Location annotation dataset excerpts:
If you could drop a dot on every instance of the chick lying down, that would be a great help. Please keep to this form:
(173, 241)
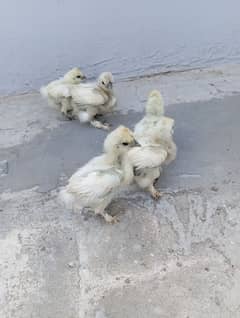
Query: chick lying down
(91, 100)
(58, 94)
(96, 184)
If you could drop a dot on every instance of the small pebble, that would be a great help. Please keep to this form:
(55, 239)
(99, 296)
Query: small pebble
(71, 264)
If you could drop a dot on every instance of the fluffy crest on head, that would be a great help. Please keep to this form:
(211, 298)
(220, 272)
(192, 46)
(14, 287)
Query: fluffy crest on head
(118, 136)
(105, 81)
(74, 76)
(155, 104)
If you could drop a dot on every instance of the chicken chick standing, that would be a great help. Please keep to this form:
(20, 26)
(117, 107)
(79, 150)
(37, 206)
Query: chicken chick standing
(95, 184)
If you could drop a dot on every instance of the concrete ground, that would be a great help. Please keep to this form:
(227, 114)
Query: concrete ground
(175, 258)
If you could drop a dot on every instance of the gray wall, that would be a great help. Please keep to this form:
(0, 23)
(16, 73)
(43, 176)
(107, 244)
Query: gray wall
(42, 39)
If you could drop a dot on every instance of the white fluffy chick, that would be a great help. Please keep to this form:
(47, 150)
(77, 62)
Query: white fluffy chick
(58, 92)
(95, 184)
(155, 135)
(94, 99)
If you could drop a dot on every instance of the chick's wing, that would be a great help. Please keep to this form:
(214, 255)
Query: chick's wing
(95, 185)
(88, 96)
(147, 157)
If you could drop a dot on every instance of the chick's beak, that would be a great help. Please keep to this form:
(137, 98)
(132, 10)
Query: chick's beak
(135, 143)
(109, 85)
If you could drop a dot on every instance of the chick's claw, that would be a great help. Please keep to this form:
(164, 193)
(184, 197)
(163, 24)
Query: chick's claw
(111, 219)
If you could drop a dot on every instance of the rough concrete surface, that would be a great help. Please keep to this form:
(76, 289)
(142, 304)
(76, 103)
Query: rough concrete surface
(178, 257)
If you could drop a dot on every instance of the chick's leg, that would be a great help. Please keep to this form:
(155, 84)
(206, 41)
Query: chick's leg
(154, 192)
(66, 109)
(107, 217)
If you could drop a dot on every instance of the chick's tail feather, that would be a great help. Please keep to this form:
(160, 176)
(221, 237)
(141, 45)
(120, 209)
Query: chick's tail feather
(155, 104)
(66, 198)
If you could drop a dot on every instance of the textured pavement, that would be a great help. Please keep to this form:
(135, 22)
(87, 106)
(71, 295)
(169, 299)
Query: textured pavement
(175, 258)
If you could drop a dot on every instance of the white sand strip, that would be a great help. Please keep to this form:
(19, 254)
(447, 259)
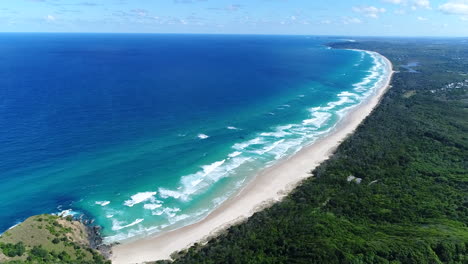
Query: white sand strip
(270, 185)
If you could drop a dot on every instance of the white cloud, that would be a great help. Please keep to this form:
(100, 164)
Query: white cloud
(395, 2)
(50, 18)
(414, 4)
(370, 11)
(421, 4)
(455, 8)
(400, 11)
(326, 21)
(351, 20)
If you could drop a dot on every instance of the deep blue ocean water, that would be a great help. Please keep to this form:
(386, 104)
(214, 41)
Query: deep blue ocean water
(145, 133)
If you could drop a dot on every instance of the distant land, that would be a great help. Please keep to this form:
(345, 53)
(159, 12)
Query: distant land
(394, 191)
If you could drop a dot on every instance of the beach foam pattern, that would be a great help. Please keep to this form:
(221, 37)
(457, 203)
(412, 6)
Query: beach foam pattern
(254, 153)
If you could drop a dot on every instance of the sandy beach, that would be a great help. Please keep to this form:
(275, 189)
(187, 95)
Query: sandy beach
(268, 186)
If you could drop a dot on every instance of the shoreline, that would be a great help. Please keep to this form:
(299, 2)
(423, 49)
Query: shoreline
(267, 187)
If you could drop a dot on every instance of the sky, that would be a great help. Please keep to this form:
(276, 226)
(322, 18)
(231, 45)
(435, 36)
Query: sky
(298, 17)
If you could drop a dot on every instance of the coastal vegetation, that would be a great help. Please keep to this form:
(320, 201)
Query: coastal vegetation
(48, 239)
(410, 204)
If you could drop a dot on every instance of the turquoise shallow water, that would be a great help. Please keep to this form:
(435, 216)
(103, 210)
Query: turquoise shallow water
(145, 133)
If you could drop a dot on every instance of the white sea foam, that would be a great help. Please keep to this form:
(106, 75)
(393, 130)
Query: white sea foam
(244, 145)
(165, 193)
(318, 119)
(169, 212)
(268, 148)
(203, 136)
(102, 203)
(235, 154)
(117, 225)
(139, 198)
(68, 212)
(277, 142)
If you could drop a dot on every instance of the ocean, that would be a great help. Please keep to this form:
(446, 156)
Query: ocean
(144, 133)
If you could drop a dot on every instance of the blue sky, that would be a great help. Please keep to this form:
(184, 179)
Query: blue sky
(315, 17)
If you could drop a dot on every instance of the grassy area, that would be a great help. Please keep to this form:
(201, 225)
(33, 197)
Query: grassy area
(48, 239)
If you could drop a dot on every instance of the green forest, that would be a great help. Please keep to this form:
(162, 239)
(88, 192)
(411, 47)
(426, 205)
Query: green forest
(412, 156)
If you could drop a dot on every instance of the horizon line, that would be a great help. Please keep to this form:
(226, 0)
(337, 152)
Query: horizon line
(233, 34)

• TASK PROMPT:
Update all the records above by replacing "drop a dot" with "place a point" and keeping every other part as it is. Don't include the pictures in your answer.

• THE RESULT:
If you could place a point on every instance of the chick lying down, that would be a great help. Please keep to this form:
(173, 241)
Query: chick lying down
(91, 100)
(58, 94)
(96, 184)
If you could place a point on every instance of the small pebble, that would be a great help. Please keep to this form:
(55, 239)
(99, 296)
Query: small pebble
(71, 264)
If you could place a point on every instance of the fluffy crest on head, that would be a great help. Please keep to this form:
(211, 298)
(220, 272)
(192, 46)
(14, 287)
Query: fluffy crest on head
(118, 136)
(105, 81)
(74, 76)
(155, 104)
If you could place a point on every instance of the chicken chick standing, that would be a great help. Please keep to this form:
(20, 26)
(117, 107)
(79, 150)
(37, 206)
Query: chicken chick standing
(95, 184)
If you could place a point on every instance of the concrete ground, that would be a great help. Please keep to this form:
(227, 114)
Query: concrete ground
(175, 258)
If you could place a point on every instance of the gray wall, that would be a great help. Please keep to this form:
(0, 23)
(16, 73)
(43, 176)
(107, 244)
Query: gray wall
(42, 39)
If you could place a point on every instance of the white fluffy chick, that would be a great help. Please keep to this form:
(47, 150)
(77, 62)
Query: white fluffy chick
(58, 92)
(95, 184)
(155, 135)
(94, 99)
If you could place a point on every instance of the chick's wing, that would be a great help. Please keep to this form:
(214, 255)
Query: chick's wing
(95, 185)
(88, 96)
(147, 157)
If you could place a point on every instance of the chick's beak, that would be a great help. Please keep to this form:
(137, 98)
(132, 10)
Query: chick's beak
(135, 143)
(109, 85)
If you could place a point on every instance of the chick's claw, that would be a great help. Please keep to this form:
(164, 193)
(184, 197)
(163, 24)
Query: chick's claw
(111, 219)
If you could place a point on every instance of the rough concrete surface, that would be a great help. Please keep to this form:
(76, 289)
(142, 304)
(76, 103)
Query: rough concrete surface
(178, 257)
If you could place a point on every instance of the chick's leg, that would be a great help. Please keep to this form:
(155, 84)
(206, 41)
Query: chick's leg
(154, 192)
(66, 109)
(107, 217)
If you could place a point on every instance of the chick's tail feather, that would be a great help. Please keep to this form:
(160, 176)
(221, 237)
(141, 45)
(120, 209)
Query: chick's tail feather
(155, 104)
(66, 198)
If you could place a point on every instance of the textured pavement, that would be a great help. Please keep to this form:
(135, 22)
(87, 106)
(71, 295)
(169, 299)
Query: textured pavement
(175, 258)
If you could place a point on every instance of the white sand strip, that would be a great help. Please keep to this form:
(19, 254)
(447, 259)
Query: white sand strip
(270, 185)
If you could place a point on every instance of the white cloud, that would be a great help. Please keep to this form:
(100, 164)
Query: white cloud
(395, 2)
(50, 18)
(414, 4)
(370, 11)
(421, 4)
(455, 8)
(400, 11)
(326, 21)
(351, 20)
If you could place a point on every instance of the deep blue ocean water, that would be a great help. Please keep to this form:
(386, 104)
(214, 41)
Query: deep blue ocean water
(145, 133)
If you could place a point on every instance of the distant land, that would be a great help. Please keep to this form:
(345, 53)
(159, 12)
Query: distant land
(394, 191)
If you could place a point on every instance of the beach foam pattern, that would be a great help. Please keep to this form:
(221, 37)
(457, 203)
(412, 6)
Query: beach foam pattern
(254, 153)
If you could place a point on every instance of the sandy beach, that would be a great help. Please keep to this form:
(275, 189)
(187, 95)
Query: sandy beach
(268, 186)
If you could place a point on every instance of the shoreline, that would be a great help. Please keep to this form:
(299, 2)
(423, 49)
Query: shoreline
(267, 187)
If you could place a point on every instance of the sky, that would be a great help. Please keep to this form:
(276, 226)
(322, 18)
(231, 45)
(435, 36)
Query: sky
(298, 17)
If you could place a point on every instance of the coastal vegetation, that would be a great help. Please keep to this form:
(320, 201)
Query: coastal vegetation
(48, 239)
(410, 204)
If you could place a point on every instance of the turquoise shallow water, that would be a great help. Please keep to this form:
(435, 216)
(103, 210)
Query: turquoise shallow water
(145, 133)
If you could place a point on every instance of the white sea foam, that would be a great help. Please keep to this form:
(106, 75)
(393, 130)
Query: white sea foam
(244, 145)
(165, 193)
(318, 119)
(169, 212)
(268, 148)
(203, 136)
(102, 203)
(235, 154)
(117, 225)
(139, 198)
(68, 212)
(277, 142)
If you could place a point on every instance of the ocean, that would be a great help. Please keep to this form:
(446, 156)
Query: ocean
(144, 133)
If you could place a point on every instance of the blue sky, that would be a great help. Please keep to this form:
(184, 179)
Query: blue sky
(315, 17)
If you could place a point on every instance of the grassy area, that would be a great help. Please keep to this form:
(201, 225)
(33, 197)
Query: grassy area
(48, 239)
If you could place a point on every instance of the green forest, that would be a great help. Please keep to this form:
(162, 239)
(88, 192)
(411, 47)
(426, 205)
Query: green forest
(412, 156)
If you could place a point on every instance of the horizon line, that would be a great help. Please keep to this form:
(226, 0)
(337, 152)
Query: horizon line
(233, 34)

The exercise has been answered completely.